*EXERCISE AIM*
Extend the article on European equities and EU fiscal spending, picking up after its final sentence.

Investment Strategies

As EU Potentially Loosens Wallets, Time For European Equities To Shine – Chelverton

Tom Burroughes Group Editor London 13 May 2025

As EU Potentially Loosens Wallets, Time For European Equities To Shine – Chelverton

The manager of a fund at Chelverton Asset Management explained why smaller European companies, and others, have a chance to emerge from under the shadows of a once-dominant US economic story with potential big expansion of fiscal spending policy in the EU, particularly Germany.

European equity markets could benefit from the large fiscal package by Germany, and the wider European Union, to boost defence and infrastructure spending. And with European companies still offering examples of cheap valuations as prices take time to react to new realities, it is a market offering potential.

Dataset excerpts
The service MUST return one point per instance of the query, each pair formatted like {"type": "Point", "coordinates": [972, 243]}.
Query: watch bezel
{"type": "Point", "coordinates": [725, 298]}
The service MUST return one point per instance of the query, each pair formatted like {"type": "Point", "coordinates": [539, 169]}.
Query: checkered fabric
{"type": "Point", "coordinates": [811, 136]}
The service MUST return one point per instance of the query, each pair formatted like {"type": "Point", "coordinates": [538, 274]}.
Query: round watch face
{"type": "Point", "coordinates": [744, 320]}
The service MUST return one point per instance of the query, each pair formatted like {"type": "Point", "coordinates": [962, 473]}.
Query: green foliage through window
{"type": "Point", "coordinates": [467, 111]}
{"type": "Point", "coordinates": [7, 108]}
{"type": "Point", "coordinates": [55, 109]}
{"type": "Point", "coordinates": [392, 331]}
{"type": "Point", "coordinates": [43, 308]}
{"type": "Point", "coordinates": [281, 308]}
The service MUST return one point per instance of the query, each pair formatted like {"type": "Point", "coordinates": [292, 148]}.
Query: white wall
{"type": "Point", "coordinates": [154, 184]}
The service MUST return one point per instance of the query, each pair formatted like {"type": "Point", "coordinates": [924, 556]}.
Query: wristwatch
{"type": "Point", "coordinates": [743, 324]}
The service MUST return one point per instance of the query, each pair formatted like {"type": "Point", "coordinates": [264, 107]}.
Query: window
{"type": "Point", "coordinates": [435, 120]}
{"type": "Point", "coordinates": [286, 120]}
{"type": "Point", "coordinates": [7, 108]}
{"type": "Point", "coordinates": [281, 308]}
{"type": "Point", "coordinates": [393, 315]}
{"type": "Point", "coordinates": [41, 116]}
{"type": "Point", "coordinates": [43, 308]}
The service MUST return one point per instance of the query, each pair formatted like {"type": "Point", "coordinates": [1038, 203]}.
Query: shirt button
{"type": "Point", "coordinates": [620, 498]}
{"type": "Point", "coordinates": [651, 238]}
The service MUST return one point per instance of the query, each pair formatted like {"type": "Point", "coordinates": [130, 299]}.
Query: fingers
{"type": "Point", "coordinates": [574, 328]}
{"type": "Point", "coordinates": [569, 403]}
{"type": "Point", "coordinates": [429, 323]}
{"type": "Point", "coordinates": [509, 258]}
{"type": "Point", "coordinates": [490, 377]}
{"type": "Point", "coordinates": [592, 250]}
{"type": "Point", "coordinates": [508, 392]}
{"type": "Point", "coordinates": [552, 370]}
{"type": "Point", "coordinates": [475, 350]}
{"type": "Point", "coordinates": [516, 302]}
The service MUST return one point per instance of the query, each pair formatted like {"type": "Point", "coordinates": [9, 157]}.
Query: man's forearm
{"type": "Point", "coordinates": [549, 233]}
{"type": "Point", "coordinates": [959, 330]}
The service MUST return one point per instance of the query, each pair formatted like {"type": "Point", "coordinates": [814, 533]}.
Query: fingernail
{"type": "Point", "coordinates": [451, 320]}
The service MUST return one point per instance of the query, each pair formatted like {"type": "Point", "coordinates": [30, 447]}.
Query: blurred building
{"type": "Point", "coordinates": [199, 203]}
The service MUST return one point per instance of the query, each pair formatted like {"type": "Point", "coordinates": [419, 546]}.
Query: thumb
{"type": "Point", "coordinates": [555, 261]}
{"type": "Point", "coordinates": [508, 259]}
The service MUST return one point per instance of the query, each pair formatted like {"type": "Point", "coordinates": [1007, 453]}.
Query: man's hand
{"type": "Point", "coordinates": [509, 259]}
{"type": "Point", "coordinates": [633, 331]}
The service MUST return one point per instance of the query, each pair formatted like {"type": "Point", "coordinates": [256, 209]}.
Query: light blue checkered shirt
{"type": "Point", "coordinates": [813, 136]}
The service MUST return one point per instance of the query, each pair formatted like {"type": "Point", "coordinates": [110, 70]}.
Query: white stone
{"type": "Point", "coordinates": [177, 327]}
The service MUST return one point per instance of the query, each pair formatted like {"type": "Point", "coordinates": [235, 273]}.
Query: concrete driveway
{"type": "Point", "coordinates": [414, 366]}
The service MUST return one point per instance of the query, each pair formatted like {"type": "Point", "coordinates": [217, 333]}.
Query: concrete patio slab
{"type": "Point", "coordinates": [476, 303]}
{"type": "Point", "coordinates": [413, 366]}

*EXPECTED ANSWER*
That’s the argument of Gareth Rudd, on the European investment team at UK-based Chelverton Asset Management. He recently spoke to journalists about the Chelverton European Select Fund and its strategy.

The fund has a 70.5 per cent exposure to Europe (15.2 per cent to Americas and 10.6 per cent to Asia). In the past, this tilt towards Europe was a headwind, but given the boost to Europe this year from the defence/infrastructure spending uplift, that high exposure to Europe could turn into a “tailwind,” the firm said. According to figures from Factset on 18 March, the geographic exposure of top 10 companies in the Europe ex-UK Index showed the Americas at 40.7 per cent; Europe at 28.6 per cent, and Asia at 24.9 per cent. 

“Europe has been a poor relation for a long time,” Rudd said. “People are starting, however, to question whether they are going to get a return out of the (pro-US tilt) …it is getting people to stop and think.”

The US tariff move, the challenge to US AI dominance from offerings such as China’s DeepSeek app, and policymaking volatility, have questioned investment assumptions about US “exceptionalism”, Rudd continued.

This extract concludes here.